Given text:

--- --- ---

Motivation Quotation......

Aku meminta kepada Tuhan setangkai bunga, segar, Ia beri kaktus berduri. Aku minta kupu-kupu diberinya-Nya ulat berbulu. Aku sedih dan kecewa. Namun kemudian, kaktus itu berbunga indah sekali dan ulat itupun menjadi kupu-kupu yang sangat cantik. Itulah jalan Tuhan, indah pada masaNYA! Tuhan tidak memberi apa yang kita harapkan. Tapi Dia memberi apa yang kita perlukan. Kadang kala kita sedih, kecewa dan terluka. Tapi jauh di atas segalanya Dia sedang mengatur yang terbaik dalam kehidupan kita.............................................

Wednesday, July 08, 2009

Challenges in doing phd.....

--- --- ---

Requirements:
Please list each distinct word for a feeling that appears in the motivation quotation, giving each word once.

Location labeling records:
--- --- ---

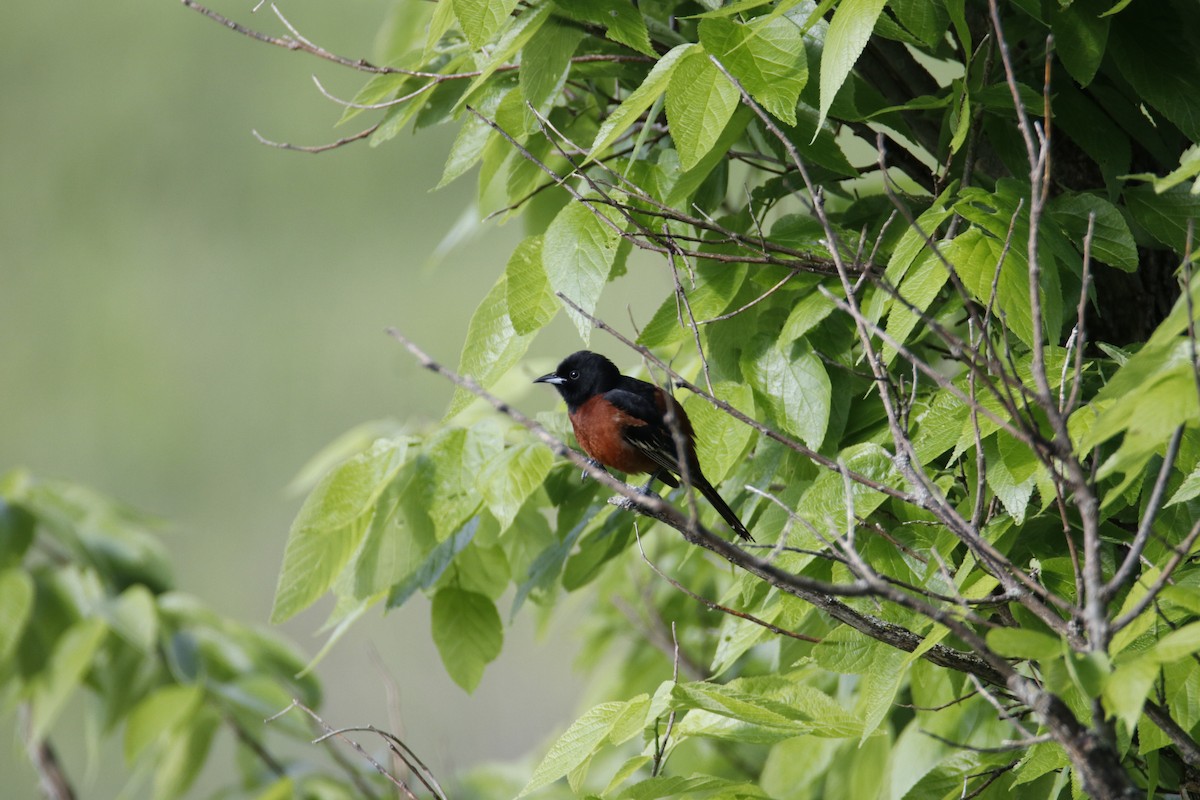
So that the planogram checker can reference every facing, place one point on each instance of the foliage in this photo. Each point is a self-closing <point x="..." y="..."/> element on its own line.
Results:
<point x="88" y="607"/>
<point x="927" y="258"/>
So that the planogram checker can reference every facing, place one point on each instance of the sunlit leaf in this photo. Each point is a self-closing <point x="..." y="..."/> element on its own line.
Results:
<point x="468" y="632"/>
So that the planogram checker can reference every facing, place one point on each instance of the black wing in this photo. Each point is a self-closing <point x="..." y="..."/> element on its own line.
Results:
<point x="637" y="398"/>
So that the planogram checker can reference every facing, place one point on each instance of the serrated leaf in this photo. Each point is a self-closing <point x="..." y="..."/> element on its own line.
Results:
<point x="1188" y="491"/>
<point x="531" y="301"/>
<point x="577" y="745"/>
<point x="700" y="103"/>
<point x="545" y="61"/>
<point x="69" y="663"/>
<point x="720" y="439"/>
<point x="492" y="346"/>
<point x="1111" y="240"/>
<point x="387" y="553"/>
<point x="621" y="19"/>
<point x="849" y="31"/>
<point x="715" y="286"/>
<point x="1126" y="691"/>
<point x="678" y="786"/>
<point x="16" y="603"/>
<point x="879" y="687"/>
<point x="766" y="55"/>
<point x="469" y="143"/>
<point x="805" y="314"/>
<point x="1020" y="643"/>
<point x="510" y="479"/>
<point x="157" y="715"/>
<point x="639" y="101"/>
<point x="1164" y="216"/>
<point x="577" y="253"/>
<point x="505" y="50"/>
<point x="133" y="617"/>
<point x="1013" y="492"/>
<point x="468" y="632"/>
<point x="823" y="503"/>
<point x="1177" y="644"/>
<point x="1080" y="36"/>
<point x="185" y="755"/>
<point x="330" y="525"/>
<point x="726" y="701"/>
<point x="796" y="389"/>
<point x="481" y="19"/>
<point x="921" y="287"/>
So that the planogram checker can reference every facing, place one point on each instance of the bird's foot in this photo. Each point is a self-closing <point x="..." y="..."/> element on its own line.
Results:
<point x="592" y="462"/>
<point x="646" y="487"/>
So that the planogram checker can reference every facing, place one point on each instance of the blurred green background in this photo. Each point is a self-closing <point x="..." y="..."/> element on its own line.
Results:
<point x="187" y="317"/>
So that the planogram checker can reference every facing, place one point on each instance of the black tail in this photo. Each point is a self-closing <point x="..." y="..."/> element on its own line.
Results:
<point x="721" y="506"/>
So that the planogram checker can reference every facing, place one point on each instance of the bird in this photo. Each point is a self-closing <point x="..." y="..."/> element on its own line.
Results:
<point x="623" y="423"/>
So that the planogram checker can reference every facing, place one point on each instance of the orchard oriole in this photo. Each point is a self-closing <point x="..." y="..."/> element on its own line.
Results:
<point x="622" y="422"/>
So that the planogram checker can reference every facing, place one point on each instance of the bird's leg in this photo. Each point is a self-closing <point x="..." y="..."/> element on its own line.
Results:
<point x="592" y="462"/>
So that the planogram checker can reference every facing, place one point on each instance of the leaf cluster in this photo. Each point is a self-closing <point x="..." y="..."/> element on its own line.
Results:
<point x="94" y="630"/>
<point x="935" y="312"/>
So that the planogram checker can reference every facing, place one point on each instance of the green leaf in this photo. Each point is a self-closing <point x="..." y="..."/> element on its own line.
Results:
<point x="796" y="389"/>
<point x="1111" y="240"/>
<point x="1177" y="644"/>
<point x="1126" y="691"/>
<point x="976" y="256"/>
<point x="532" y="302"/>
<point x="639" y="101"/>
<point x="678" y="786"/>
<point x="481" y="19"/>
<point x="1080" y="35"/>
<point x="700" y="103"/>
<point x="430" y="570"/>
<point x="387" y="554"/>
<point x="457" y="456"/>
<point x="921" y="286"/>
<point x="767" y="56"/>
<point x="849" y="31"/>
<point x="823" y="503"/>
<point x="492" y="347"/>
<point x="510" y="479"/>
<point x="468" y="632"/>
<point x="805" y="314"/>
<point x="469" y="144"/>
<point x="1165" y="73"/>
<point x="16" y="603"/>
<point x="1020" y="643"/>
<point x="1164" y="216"/>
<point x="622" y="20"/>
<point x="726" y="701"/>
<point x="545" y="61"/>
<point x="927" y="19"/>
<point x="1013" y="492"/>
<point x="159" y="715"/>
<point x="879" y="687"/>
<point x="185" y="755"/>
<point x="577" y="253"/>
<point x="1188" y="491"/>
<point x="133" y="617"/>
<point x="16" y="533"/>
<point x="522" y="30"/>
<point x="331" y="523"/>
<point x="64" y="674"/>
<point x="720" y="439"/>
<point x="715" y="286"/>
<point x="579" y="744"/>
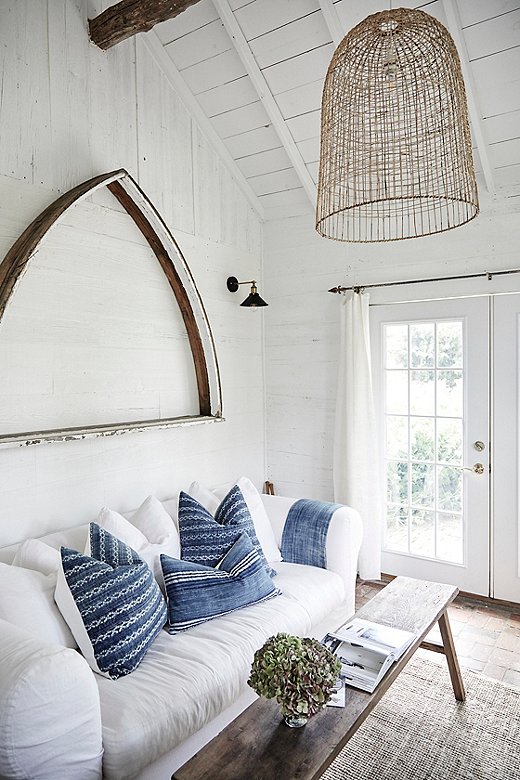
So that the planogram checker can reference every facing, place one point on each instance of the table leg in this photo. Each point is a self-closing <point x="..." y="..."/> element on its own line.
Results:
<point x="451" y="657"/>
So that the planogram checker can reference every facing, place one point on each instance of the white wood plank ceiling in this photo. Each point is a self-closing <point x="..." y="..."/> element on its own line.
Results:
<point x="253" y="71"/>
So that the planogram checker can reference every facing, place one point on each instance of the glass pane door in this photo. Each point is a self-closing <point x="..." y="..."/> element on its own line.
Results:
<point x="432" y="379"/>
<point x="423" y="423"/>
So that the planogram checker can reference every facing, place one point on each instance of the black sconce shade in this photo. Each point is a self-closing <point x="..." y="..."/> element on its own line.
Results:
<point x="253" y="300"/>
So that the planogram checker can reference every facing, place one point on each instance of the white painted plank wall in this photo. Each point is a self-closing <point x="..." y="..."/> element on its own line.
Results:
<point x="68" y="112"/>
<point x="302" y="330"/>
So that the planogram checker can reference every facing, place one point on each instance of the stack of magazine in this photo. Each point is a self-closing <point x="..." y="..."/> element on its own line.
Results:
<point x="366" y="651"/>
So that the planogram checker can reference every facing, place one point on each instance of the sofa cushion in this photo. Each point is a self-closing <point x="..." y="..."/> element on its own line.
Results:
<point x="27" y="600"/>
<point x="150" y="531"/>
<point x="206" y="539"/>
<point x="264" y="531"/>
<point x="196" y="593"/>
<point x="111" y="602"/>
<point x="35" y="554"/>
<point x="186" y="680"/>
<point x="50" y="718"/>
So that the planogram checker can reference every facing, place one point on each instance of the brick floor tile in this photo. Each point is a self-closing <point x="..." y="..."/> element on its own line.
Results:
<point x="512" y="677"/>
<point x="507" y="641"/>
<point x="471" y="663"/>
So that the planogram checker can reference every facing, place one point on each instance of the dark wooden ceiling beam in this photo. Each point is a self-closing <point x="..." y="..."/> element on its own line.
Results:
<point x="125" y="19"/>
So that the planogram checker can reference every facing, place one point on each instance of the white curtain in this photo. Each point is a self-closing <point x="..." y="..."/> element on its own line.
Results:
<point x="357" y="470"/>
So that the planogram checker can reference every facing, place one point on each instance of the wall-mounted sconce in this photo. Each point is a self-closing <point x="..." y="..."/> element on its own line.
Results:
<point x="253" y="300"/>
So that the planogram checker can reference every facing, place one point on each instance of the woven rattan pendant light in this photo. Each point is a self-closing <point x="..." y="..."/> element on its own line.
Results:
<point x="396" y="158"/>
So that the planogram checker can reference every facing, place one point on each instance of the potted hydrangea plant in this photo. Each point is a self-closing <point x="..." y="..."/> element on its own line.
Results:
<point x="299" y="672"/>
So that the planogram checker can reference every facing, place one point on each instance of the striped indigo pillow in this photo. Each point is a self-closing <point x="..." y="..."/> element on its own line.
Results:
<point x="111" y="602"/>
<point x="197" y="593"/>
<point x="205" y="539"/>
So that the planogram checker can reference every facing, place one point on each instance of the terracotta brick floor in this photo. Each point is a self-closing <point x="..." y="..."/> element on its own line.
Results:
<point x="487" y="638"/>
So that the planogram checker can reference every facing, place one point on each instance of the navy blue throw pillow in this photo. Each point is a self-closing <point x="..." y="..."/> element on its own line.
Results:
<point x="111" y="602"/>
<point x="196" y="593"/>
<point x="205" y="539"/>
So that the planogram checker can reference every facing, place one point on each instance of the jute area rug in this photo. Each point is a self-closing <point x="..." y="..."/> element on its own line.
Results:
<point x="418" y="731"/>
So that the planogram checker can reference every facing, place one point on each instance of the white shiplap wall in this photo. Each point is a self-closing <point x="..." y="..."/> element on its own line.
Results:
<point x="69" y="111"/>
<point x="302" y="333"/>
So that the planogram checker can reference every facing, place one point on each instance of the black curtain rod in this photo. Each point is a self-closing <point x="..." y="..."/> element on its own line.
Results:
<point x="487" y="274"/>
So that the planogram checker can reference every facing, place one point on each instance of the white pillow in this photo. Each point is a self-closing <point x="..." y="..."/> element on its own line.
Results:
<point x="150" y="532"/>
<point x="27" y="600"/>
<point x="35" y="554"/>
<point x="263" y="528"/>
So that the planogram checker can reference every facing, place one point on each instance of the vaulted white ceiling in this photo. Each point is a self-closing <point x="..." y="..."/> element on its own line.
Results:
<point x="253" y="72"/>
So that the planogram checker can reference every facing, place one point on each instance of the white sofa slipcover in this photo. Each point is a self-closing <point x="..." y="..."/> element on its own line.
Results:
<point x="60" y="720"/>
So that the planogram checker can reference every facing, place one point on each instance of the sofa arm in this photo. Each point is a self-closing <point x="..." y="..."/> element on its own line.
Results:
<point x="50" y="720"/>
<point x="343" y="538"/>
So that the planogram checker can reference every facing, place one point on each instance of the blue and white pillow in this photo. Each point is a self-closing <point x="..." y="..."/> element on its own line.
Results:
<point x="205" y="539"/>
<point x="196" y="593"/>
<point x="111" y="602"/>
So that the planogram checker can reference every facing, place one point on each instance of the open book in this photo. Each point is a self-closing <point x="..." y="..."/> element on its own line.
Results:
<point x="366" y="651"/>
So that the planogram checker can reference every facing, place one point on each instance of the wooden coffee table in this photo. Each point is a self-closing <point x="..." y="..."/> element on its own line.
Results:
<point x="258" y="744"/>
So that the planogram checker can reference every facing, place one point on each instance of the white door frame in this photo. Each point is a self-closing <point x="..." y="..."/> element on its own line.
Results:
<point x="473" y="574"/>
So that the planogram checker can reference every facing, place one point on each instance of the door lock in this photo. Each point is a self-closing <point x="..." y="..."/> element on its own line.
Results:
<point x="477" y="468"/>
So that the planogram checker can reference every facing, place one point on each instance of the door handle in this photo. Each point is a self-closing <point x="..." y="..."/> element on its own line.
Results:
<point x="477" y="468"/>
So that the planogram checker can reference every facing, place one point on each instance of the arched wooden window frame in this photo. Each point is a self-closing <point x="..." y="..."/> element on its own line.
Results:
<point x="126" y="190"/>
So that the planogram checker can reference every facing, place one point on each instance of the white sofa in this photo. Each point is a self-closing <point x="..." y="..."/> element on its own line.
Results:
<point x="60" y="720"/>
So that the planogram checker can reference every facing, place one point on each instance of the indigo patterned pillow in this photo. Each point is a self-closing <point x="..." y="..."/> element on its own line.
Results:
<point x="197" y="593"/>
<point x="205" y="539"/>
<point x="111" y="602"/>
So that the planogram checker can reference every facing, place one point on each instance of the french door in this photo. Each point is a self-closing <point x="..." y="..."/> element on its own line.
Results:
<point x="432" y="378"/>
<point x="446" y="375"/>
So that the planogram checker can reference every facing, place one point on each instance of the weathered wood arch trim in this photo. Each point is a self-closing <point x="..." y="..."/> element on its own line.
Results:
<point x="126" y="190"/>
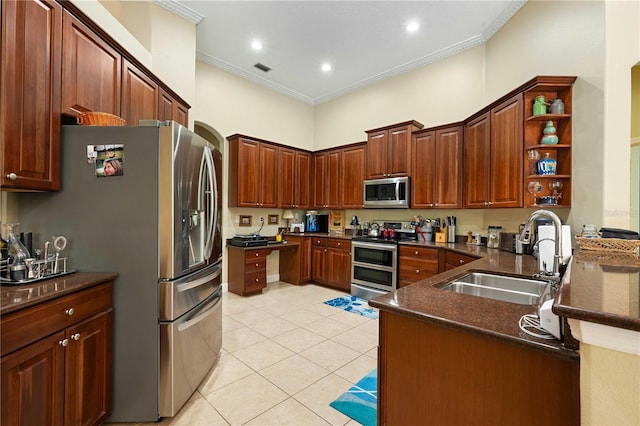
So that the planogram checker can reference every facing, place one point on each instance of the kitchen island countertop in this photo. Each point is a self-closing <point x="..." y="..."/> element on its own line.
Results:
<point x="14" y="297"/>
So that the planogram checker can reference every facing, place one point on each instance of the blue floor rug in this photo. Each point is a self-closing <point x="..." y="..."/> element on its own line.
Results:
<point x="361" y="400"/>
<point x="353" y="304"/>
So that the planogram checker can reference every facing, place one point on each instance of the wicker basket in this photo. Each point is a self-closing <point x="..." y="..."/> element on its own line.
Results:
<point x="615" y="245"/>
<point x="100" y="119"/>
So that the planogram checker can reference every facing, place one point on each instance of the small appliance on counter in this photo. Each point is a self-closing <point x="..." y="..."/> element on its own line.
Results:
<point x="316" y="223"/>
<point x="248" y="241"/>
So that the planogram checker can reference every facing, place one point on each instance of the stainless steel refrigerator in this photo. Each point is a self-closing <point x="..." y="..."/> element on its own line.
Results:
<point x="144" y="201"/>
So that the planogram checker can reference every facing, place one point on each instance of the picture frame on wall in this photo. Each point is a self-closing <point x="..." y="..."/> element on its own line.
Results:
<point x="245" y="220"/>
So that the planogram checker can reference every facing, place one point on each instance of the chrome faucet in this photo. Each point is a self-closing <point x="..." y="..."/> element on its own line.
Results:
<point x="525" y="237"/>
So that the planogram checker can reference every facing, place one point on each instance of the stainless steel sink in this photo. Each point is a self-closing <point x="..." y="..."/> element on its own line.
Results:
<point x="499" y="287"/>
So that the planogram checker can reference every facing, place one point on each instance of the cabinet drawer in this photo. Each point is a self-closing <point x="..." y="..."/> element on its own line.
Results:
<point x="415" y="270"/>
<point x="255" y="254"/>
<point x="318" y="242"/>
<point x="255" y="280"/>
<point x="258" y="264"/>
<point x="457" y="259"/>
<point x="420" y="252"/>
<point x="30" y="324"/>
<point x="339" y="243"/>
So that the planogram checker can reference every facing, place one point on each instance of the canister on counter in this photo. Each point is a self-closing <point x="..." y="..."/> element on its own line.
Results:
<point x="493" y="237"/>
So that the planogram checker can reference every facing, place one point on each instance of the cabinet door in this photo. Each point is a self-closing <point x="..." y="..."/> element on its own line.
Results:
<point x="88" y="370"/>
<point x="339" y="268"/>
<point x="507" y="145"/>
<point x="319" y="180"/>
<point x="319" y="264"/>
<point x="448" y="168"/>
<point x="91" y="71"/>
<point x="377" y="155"/>
<point x="302" y="176"/>
<point x="305" y="259"/>
<point x="477" y="154"/>
<point x="286" y="177"/>
<point x="268" y="172"/>
<point x="244" y="165"/>
<point x="33" y="384"/>
<point x="424" y="170"/>
<point x="399" y="152"/>
<point x="333" y="177"/>
<point x="139" y="95"/>
<point x="31" y="45"/>
<point x="353" y="170"/>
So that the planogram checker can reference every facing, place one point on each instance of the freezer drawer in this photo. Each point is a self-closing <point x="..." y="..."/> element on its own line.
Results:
<point x="189" y="347"/>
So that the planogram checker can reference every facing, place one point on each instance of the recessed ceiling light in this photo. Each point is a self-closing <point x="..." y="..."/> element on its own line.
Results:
<point x="412" y="26"/>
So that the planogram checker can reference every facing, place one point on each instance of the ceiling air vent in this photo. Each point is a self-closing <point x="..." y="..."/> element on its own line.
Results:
<point x="262" y="67"/>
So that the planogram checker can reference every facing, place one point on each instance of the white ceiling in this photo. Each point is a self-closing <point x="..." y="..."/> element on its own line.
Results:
<point x="365" y="41"/>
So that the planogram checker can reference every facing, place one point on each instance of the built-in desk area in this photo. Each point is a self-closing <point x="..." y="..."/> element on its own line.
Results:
<point x="248" y="265"/>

--- --- ---

Solution to the problem:
sedih, kecewa, terluka